-- Start of MATERIAL SHOWN --

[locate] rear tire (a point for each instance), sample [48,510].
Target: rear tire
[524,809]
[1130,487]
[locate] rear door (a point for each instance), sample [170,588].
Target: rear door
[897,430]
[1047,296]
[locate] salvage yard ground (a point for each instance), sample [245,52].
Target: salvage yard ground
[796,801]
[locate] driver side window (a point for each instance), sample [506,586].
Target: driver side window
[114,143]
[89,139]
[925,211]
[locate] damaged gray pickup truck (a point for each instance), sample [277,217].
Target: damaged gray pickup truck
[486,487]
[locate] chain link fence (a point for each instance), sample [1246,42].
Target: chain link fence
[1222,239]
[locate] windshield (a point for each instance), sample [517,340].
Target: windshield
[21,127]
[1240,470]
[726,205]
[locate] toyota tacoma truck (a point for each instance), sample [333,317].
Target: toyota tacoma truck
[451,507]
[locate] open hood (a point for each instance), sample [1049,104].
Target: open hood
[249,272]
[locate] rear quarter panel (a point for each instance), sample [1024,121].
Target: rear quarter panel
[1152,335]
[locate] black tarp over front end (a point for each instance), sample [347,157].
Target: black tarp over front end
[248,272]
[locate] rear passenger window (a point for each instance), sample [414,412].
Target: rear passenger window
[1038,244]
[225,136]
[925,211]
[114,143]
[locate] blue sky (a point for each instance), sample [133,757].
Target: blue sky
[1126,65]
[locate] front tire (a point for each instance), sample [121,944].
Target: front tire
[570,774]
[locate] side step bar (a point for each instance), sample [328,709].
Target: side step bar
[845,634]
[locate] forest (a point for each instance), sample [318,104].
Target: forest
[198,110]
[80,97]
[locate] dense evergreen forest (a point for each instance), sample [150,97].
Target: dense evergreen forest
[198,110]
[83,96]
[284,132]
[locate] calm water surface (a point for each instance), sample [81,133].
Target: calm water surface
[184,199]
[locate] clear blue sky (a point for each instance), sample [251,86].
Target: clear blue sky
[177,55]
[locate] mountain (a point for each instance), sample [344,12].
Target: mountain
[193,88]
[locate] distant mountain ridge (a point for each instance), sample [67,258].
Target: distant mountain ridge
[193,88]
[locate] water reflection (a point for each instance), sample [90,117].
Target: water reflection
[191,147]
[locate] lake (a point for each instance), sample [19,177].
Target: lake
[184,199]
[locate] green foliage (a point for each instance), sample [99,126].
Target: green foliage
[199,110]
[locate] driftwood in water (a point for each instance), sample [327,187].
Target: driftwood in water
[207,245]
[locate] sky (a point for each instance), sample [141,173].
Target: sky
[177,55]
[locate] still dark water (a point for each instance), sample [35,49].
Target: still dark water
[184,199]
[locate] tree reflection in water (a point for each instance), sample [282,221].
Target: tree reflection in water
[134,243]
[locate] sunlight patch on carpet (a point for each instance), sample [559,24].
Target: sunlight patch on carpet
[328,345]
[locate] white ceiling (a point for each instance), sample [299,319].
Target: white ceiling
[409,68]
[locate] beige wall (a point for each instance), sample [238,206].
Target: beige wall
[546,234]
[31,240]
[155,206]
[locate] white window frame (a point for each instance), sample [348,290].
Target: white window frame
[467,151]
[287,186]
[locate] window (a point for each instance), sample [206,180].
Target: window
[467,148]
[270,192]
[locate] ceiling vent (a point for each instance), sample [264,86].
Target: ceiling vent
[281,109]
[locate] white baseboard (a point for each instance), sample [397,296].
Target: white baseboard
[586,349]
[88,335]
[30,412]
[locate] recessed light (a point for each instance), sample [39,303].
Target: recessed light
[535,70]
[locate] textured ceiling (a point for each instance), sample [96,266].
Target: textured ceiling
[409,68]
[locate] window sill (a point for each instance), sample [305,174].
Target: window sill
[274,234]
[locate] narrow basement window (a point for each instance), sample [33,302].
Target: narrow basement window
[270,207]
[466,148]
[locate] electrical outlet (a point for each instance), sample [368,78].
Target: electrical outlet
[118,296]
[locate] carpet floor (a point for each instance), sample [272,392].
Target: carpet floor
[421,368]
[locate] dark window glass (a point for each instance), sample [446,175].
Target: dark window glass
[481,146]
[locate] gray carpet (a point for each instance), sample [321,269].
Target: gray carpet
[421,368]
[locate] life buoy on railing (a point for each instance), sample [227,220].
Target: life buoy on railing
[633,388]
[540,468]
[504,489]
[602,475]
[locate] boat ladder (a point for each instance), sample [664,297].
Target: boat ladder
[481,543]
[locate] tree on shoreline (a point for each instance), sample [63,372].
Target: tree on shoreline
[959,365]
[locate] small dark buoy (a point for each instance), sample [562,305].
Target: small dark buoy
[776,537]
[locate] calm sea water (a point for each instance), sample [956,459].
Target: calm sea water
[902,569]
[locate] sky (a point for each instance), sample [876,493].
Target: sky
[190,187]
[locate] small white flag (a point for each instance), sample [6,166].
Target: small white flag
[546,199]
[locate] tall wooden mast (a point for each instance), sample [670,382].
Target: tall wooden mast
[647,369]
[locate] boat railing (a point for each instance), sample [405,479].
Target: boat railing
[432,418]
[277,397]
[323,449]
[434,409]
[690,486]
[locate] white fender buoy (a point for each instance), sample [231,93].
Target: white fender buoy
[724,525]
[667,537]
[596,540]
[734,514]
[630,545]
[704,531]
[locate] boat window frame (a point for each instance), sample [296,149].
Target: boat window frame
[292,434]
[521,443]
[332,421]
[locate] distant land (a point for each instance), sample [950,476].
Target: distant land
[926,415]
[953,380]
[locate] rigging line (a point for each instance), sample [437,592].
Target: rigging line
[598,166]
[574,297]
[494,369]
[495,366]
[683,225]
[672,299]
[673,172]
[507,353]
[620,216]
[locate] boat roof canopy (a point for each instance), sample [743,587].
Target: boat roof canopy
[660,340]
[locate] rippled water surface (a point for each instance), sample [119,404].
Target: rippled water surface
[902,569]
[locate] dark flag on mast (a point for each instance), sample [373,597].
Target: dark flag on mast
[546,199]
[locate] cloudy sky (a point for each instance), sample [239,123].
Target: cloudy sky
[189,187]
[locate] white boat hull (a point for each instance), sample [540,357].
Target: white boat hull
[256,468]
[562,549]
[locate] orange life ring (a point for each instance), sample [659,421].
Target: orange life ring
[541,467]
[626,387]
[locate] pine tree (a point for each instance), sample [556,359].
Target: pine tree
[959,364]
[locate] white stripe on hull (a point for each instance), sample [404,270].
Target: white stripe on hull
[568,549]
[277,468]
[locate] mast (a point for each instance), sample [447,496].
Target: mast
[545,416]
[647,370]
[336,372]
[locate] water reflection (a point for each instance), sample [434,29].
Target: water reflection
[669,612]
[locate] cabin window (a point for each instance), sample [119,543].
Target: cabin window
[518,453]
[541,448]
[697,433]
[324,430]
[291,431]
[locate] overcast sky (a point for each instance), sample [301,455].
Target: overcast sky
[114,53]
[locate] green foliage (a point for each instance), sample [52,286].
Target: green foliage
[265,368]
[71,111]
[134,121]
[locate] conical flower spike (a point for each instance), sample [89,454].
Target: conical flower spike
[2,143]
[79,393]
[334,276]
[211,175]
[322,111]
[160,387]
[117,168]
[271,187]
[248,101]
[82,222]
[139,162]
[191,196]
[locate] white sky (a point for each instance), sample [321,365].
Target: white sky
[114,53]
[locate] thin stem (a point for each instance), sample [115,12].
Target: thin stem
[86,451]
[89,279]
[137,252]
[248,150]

-- End of MATERIAL SHOWN --

*EXERCISE PROMPT*
Exactly reproduce every line found in the records.

*TASK RESULT*
[locate] rear tire (a point for each instance), sample [48,510].
Target: rear tire
[524,809]
[1130,487]
[locate] rear door (a point for each instance), sample [170,588].
Target: rear door
[897,430]
[1047,296]
[locate] salvage yard ground (a point for each instance), sample [245,52].
Target: salvage yard ground
[796,801]
[locate] driver side window (a point for each instance), sample [506,586].
Target: driver side window
[114,143]
[89,139]
[925,211]
[locate] damaged gray pickup truck (a point for each instance), sample [277,217].
Target: damaged gray pickup truck
[486,487]
[locate] chain link fence (a point for each instance), sample [1246,42].
Target: chain link fence
[1222,239]
[locate] windshield (a point for each instance), sample [517,340].
Target: windshield
[21,127]
[1240,470]
[726,205]
[locate] toyota tacoma truck (a point for each instance), sample [333,317].
Target: toyota tacoma truck
[451,507]
[locate] open hood (a point for each instance), sample [1049,104].
Target: open hood
[249,272]
[locate] rear quarter panel (a point for each instance), sample [1024,121].
Target: rear quarter panel
[1152,335]
[locate] black tarp over front end (a point for each instance), sample [347,157].
Target: black tarp over front end
[248,272]
[locate] rear passenger window (a point for each instance), sample [414,412].
Target: rear passenger window
[1038,244]
[225,136]
[925,211]
[114,143]
[locate] blue sky (a point for each instance), sample [133,757].
Target: blue sky
[1126,65]
[locate] front tire (a point for each instance), sample [121,944].
Target: front tire
[570,774]
[locate] side step bar (a point for each instance), sample [328,709].
Target: side step bar
[845,634]
[locate] forest (a point for each instance), sample [318,104].
Target: forest
[198,110]
[80,97]
[locate] dense evergreen forest (a point for each instance), sample [150,97].
Target: dense evergreen forest
[198,110]
[83,96]
[284,132]
[locate] calm water surface (a point for each instance), sample [81,133].
Target: calm water surface
[184,199]
[locate] clear blue sky (a point for each instance), sample [251,86].
Target: clear blue sky
[177,55]
[locate] mountain (a point for each instance), sample [344,12].
Target: mountain
[193,88]
[locate] distant mountain ridge (a point for each instance), sample [67,258].
Target: distant mountain ridge
[193,88]
[locate] water reflection (a point for each instance), sample [90,117].
Target: water reflection
[191,147]
[locate] lake (a point for each instance), sample [19,177].
Target: lake
[184,199]
[locate] green foliage (a point for each instance), sample [99,126].
Target: green foliage
[199,110]
[locate] driftwood in water (a point for each instance), sample [327,187].
Target: driftwood in water
[207,245]
[locate] sky (a point for each instance), sample [141,173].
Target: sky
[177,55]
[locate] still dark water (a point for each instance), sample [35,49].
Target: still dark water
[184,199]
[locate] tree reflection in water (a point for each instance), sample [282,221].
Target: tree reflection in water
[134,243]
[locate] sunlight patch on carpet (a point for each instance), sample [559,24].
Target: sunlight patch on carpet
[328,345]
[locate] white ceiling (a point for each instance), sample [299,319].
Target: white ceiling
[409,68]
[locate] beige wall (a point for each instance), sample [238,206].
Target: beige wall
[546,234]
[31,240]
[155,206]
[locate] white window frame (a point for each instance), sample [348,290].
Target: white window frame
[467,151]
[287,186]
[locate] window (a point for each instance), sample [206,180].
Target: window
[467,148]
[270,192]
[locate] ceiling vent (a point for each instance), sample [264,86].
Target: ceiling vent
[281,109]
[locate] white baseboard (a point for each instance), sample [397,296].
Target: white baseboard
[586,349]
[88,335]
[30,412]
[locate] recessed light (a point for each instance), sample [39,303].
Target: recessed light
[535,70]
[locate] textured ceiling (a point for each instance), sample [96,266].
Target: textured ceiling
[409,68]
[locate] window sill (a point for each instance), sample [305,174].
Target: window sill
[274,234]
[locate] narrow basement window (a point for each instance), sample [33,302].
Target: narrow basement window
[270,207]
[466,148]
[locate] electrical outlet (a point for each instance), sample [368,78].
Target: electrical outlet
[118,296]
[locate] carpet floor (a point for each instance), sample [272,392].
Target: carpet floor
[421,368]
[locate] dark window glass (a point for each instance), sample [446,175].
Target: dark window glass
[481,146]
[locate] gray carpet (a point for each instance), sample [321,269].
Target: gray carpet
[421,368]
[locate] life buoy on railing (a point for each instance), sample [227,220].
Target: life buoy on railing
[633,388]
[540,468]
[504,489]
[602,475]
[locate] boat ladder (a point for each instance), sample [664,297].
Target: boat ladder
[481,543]
[locate] tree on shoreline (a point for each instance), sample [63,372].
Target: tree on shoreline
[959,365]
[locate] small dark buoy (a point for each instance), sample [562,305].
Target: small dark buoy
[776,537]
[locate] calm sea water (a point for each instance), sample [956,459].
Target: calm sea water
[902,569]
[locate] sky (a point for each instance), sample [876,493].
Target: sky
[190,187]
[locate] small white flag (a point for each instance), sample [6,166].
Target: small white flag
[546,199]
[locate] tall wooden mast (a point for each instance), sample [670,382].
Target: tall wooden mast
[647,369]
[locate] boat railing (a point for each instance), sample [405,479].
Target: boat railing
[432,418]
[277,397]
[323,449]
[434,409]
[690,486]
[locate] white fender buoy (a point for each instance), sample [231,93].
Target: white fender buoy
[724,525]
[667,537]
[596,540]
[734,514]
[630,545]
[704,531]
[locate] boat window frame (a point for each instance), sample [296,149].
Target: boat window frame
[292,434]
[521,443]
[332,421]
[locate] distant land (a point for each instance), sample [950,476].
Target: distant land
[926,415]
[953,380]
[locate] rigging line (a point for each instance), sample [437,592].
Target: rigging line
[598,166]
[574,297]
[494,369]
[495,366]
[683,225]
[672,299]
[673,172]
[507,353]
[620,216]
[locate] boat roof canopy (a point for each instance), sample [743,587].
Target: boat roof canopy
[660,340]
[locate] rippled water surface (a point for each instance), sample [119,404].
Target: rippled water surface
[902,569]
[locate] dark flag on mast (a point for each instance), sample [373,597].
Target: dark flag on mast
[546,199]
[locate] cloudy sky (a point for each instance), sample [239,123].
Target: cloudy sky
[189,187]
[locate] white boat hull (a point for each instance), sample [540,357].
Target: white boat hull
[256,468]
[562,549]
[locate] orange life ring (a point for each instance), sample [659,421].
Target: orange life ring
[541,467]
[626,387]
[locate] pine tree (a point for each instance), sample [556,359].
Target: pine tree
[959,364]
[locate] white stripe on hull (a point for each instance), sample [404,270].
Target: white stripe on hull
[568,549]
[277,468]
[locate] mast (a point for each instance), sample [447,496].
Target: mast
[545,416]
[647,370]
[336,372]
[locate] water reflection (a point for each instance), sample [434,29].
Target: water reflection
[669,612]
[locate] cabin window (a point for each instance), sample [119,543].
Target: cabin window
[518,453]
[541,448]
[697,433]
[324,430]
[291,431]
[locate] overcast sky (a point for each instance), sample [301,455].
Target: overcast sky
[114,53]
[locate] green foliage (a point for each instance), sample [52,286].
Target: green foliage
[265,368]
[71,111]
[134,121]
[locate] conical flower spike (a point for each instance), sample [89,454].
Target: conical flower spike
[2,143]
[79,393]
[334,276]
[211,175]
[322,111]
[160,387]
[117,168]
[271,187]
[248,101]
[82,222]
[139,162]
[191,196]
[locate] white sky (a point for each instance), sample [321,365].
Target: white sky
[114,53]
[locate] thin stem (a point for each instance), sample [115,12].
Target: thin stem
[86,451]
[89,279]
[137,252]
[248,150]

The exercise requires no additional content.